___ INPUT DATA ___

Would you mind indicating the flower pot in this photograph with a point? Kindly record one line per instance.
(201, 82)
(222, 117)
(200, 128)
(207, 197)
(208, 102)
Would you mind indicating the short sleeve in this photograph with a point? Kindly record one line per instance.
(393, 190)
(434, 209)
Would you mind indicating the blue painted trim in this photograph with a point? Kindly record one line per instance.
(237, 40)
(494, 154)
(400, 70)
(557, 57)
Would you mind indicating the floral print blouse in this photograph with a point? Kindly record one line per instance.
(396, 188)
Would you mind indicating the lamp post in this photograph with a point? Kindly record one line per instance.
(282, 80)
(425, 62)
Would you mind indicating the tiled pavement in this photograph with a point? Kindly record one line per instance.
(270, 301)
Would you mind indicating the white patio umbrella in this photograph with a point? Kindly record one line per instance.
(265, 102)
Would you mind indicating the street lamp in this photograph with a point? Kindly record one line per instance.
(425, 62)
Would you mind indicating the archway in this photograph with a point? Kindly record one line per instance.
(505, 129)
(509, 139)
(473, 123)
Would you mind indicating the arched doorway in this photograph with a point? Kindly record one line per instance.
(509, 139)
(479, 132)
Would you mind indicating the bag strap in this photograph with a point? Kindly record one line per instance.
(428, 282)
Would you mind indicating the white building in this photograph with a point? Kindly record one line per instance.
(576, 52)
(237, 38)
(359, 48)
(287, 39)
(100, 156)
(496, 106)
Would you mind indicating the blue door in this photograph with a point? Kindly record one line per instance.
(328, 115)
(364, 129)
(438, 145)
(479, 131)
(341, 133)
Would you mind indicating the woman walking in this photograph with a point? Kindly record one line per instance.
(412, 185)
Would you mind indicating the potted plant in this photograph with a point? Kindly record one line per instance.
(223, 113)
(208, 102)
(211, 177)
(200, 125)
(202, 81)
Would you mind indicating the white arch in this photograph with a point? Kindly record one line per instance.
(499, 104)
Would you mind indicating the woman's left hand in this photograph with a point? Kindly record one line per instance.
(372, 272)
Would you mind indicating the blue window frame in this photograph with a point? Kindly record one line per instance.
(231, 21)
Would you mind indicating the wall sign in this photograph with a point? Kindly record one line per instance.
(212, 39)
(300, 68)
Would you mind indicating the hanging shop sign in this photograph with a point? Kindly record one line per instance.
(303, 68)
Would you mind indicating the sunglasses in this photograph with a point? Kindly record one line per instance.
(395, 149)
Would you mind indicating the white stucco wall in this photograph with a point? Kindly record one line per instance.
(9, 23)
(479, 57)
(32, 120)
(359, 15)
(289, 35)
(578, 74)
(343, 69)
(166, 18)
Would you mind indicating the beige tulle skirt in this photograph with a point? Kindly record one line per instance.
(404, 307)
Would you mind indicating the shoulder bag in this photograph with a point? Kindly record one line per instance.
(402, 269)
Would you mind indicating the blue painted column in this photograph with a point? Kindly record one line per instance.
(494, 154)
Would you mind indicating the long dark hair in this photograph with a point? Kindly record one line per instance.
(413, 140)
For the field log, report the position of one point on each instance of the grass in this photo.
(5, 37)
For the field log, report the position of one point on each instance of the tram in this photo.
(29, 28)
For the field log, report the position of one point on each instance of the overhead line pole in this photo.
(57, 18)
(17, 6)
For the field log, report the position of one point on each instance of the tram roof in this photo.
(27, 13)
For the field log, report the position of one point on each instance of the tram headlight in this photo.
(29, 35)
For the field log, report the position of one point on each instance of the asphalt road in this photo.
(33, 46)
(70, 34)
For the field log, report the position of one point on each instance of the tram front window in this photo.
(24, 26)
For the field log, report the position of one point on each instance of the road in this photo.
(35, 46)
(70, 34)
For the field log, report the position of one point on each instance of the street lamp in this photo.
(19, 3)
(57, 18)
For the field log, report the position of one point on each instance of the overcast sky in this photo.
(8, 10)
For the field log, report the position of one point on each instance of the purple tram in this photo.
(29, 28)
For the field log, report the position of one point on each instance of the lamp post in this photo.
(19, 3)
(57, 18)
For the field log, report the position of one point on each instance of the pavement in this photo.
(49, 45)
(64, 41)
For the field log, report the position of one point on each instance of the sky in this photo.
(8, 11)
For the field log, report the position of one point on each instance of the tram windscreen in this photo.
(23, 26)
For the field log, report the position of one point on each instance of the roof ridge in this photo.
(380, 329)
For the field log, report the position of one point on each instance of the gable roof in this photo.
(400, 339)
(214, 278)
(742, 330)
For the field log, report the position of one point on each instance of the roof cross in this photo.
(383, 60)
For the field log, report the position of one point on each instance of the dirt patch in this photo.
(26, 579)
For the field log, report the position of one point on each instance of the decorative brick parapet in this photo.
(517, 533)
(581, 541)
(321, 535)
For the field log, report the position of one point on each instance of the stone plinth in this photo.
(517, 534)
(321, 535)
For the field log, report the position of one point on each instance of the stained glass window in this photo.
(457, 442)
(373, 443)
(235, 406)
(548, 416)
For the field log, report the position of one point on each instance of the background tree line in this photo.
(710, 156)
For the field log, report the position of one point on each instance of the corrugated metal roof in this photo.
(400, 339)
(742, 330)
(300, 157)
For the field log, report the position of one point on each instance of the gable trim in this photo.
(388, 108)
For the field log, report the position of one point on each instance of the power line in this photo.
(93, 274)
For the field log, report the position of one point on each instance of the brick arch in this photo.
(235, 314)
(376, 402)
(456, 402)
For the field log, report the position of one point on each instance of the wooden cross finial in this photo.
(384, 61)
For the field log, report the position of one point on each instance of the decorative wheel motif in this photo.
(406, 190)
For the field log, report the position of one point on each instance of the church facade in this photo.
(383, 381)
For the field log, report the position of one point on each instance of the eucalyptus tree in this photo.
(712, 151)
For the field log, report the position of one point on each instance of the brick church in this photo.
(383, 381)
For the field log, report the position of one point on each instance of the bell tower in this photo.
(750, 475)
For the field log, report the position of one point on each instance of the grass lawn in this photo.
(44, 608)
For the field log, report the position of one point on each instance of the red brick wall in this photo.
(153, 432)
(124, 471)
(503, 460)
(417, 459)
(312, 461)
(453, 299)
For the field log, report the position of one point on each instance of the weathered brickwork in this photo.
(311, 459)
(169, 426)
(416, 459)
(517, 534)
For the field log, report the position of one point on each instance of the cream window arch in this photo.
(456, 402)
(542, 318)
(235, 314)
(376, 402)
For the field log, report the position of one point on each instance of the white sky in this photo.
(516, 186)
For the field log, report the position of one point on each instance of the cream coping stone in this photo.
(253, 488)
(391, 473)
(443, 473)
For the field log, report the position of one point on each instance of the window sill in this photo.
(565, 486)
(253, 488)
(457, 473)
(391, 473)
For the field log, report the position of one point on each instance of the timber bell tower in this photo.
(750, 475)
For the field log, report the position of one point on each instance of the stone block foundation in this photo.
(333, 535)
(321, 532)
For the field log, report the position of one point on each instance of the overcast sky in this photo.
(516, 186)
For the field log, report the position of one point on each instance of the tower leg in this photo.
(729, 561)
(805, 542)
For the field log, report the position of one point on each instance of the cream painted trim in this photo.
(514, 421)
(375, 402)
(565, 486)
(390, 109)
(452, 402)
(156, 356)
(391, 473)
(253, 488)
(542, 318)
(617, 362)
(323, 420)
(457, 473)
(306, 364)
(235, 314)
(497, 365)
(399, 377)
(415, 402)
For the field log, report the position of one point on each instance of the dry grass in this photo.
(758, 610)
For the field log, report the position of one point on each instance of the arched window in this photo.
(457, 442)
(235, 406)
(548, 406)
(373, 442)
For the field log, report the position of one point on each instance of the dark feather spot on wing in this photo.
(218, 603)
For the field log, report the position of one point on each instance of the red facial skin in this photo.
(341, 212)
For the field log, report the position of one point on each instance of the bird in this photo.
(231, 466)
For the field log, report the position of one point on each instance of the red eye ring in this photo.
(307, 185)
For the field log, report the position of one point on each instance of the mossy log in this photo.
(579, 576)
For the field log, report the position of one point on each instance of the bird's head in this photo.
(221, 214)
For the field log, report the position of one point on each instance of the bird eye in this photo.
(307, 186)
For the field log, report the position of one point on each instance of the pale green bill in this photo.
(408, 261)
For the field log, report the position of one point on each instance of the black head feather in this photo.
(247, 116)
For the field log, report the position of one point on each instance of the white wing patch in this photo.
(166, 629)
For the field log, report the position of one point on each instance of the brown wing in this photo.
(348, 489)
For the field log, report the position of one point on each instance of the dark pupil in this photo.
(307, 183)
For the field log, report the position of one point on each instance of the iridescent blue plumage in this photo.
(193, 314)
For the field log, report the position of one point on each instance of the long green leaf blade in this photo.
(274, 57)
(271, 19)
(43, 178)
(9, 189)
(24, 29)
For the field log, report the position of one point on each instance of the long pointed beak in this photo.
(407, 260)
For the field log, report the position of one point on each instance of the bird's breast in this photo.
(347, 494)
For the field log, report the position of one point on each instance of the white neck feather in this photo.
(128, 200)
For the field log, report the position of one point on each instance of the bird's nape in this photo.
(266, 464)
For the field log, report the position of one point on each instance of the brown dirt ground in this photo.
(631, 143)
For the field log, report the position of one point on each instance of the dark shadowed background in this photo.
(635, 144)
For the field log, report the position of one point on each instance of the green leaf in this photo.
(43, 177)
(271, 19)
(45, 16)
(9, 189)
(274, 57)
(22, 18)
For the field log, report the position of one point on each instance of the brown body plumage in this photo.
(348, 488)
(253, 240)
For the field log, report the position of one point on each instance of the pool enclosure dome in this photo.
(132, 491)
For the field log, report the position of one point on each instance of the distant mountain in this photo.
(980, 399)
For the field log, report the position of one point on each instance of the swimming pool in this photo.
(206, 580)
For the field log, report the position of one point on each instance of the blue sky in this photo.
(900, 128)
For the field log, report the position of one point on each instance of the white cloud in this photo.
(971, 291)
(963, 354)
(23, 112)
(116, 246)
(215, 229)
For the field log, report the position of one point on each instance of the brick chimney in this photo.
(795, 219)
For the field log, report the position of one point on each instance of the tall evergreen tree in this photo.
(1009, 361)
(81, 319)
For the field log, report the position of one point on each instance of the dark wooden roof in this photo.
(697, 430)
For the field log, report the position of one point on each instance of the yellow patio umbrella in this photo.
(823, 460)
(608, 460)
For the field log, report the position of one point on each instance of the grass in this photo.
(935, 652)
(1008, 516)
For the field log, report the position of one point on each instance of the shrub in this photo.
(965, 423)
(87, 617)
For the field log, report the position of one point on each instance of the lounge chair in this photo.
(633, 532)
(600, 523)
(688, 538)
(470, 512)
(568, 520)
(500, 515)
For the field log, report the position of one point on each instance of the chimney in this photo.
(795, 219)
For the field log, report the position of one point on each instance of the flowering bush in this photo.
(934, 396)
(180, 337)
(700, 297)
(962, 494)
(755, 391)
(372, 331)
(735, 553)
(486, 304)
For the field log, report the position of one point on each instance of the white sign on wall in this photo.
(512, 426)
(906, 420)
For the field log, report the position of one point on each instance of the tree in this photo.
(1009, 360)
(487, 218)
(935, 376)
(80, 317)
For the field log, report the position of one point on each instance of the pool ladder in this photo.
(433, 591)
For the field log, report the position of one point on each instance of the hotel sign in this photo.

___

• [TO DO]: Please retype, exactly as written, every line from the line containing "on wall in this photo." through the last line of the records above, including both of those lines, and nothing else.

• [RESULT OF THE TASK]:
For the field log, report the position of one point on each instance of the white sign on wall in this photo.
(512, 426)
(906, 420)
For the field log, report the position of one point on each instance of the tree in this photo.
(1009, 360)
(487, 218)
(935, 376)
(80, 317)
For the field log, report the position of one point on each instance of the pool ladder in this photo.
(433, 591)
For the field log, report the position of one point on each instance of the hotel sign in this photo.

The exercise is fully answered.